■ Task ■
Reproduce the stretch of records from their start through the line containing "xmin=234 ymin=341 xmax=326 ymax=396", including the request and format lines, and add 133 to every bounding-box coordinate in the answers. Leave the picture out of your copy.

■ Records for this exercise ■
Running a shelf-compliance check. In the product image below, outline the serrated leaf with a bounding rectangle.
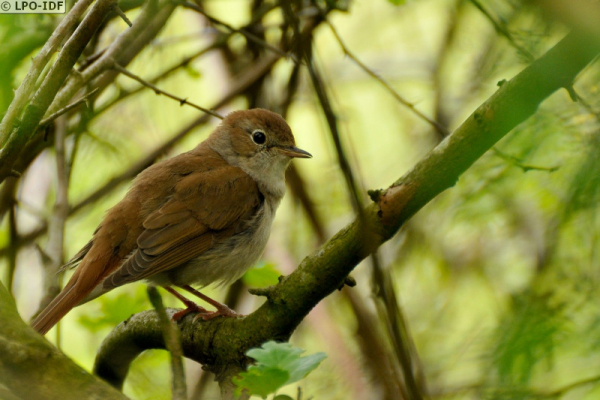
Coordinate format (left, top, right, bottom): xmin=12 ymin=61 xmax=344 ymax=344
xmin=233 ymin=366 xmax=289 ymax=398
xmin=242 ymin=263 xmax=281 ymax=288
xmin=234 ymin=341 xmax=326 ymax=396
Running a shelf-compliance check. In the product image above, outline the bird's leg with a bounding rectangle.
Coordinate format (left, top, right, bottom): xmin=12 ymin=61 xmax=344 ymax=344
xmin=179 ymin=285 xmax=241 ymax=321
xmin=163 ymin=286 xmax=211 ymax=321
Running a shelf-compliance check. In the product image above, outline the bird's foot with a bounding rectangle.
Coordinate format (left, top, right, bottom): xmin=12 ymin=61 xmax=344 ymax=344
xmin=164 ymin=286 xmax=210 ymax=322
xmin=193 ymin=304 xmax=245 ymax=322
xmin=171 ymin=301 xmax=210 ymax=322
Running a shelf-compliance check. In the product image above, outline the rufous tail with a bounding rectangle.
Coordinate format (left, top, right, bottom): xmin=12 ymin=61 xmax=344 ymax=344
xmin=31 ymin=271 xmax=90 ymax=335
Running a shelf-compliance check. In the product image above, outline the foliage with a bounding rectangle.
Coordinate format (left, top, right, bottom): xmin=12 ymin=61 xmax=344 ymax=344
xmin=234 ymin=341 xmax=326 ymax=398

■ Task response ■
Running a shelf-compliance check. In the product image below, outline the serrated leaf with a bounding rectangle.
Coordinate format (left, top, right, bottom): xmin=12 ymin=61 xmax=344 ymax=344
xmin=366 ymin=499 xmax=422 ymax=531
xmin=375 ymin=396 xmax=414 ymax=421
xmin=367 ymin=474 xmax=459 ymax=529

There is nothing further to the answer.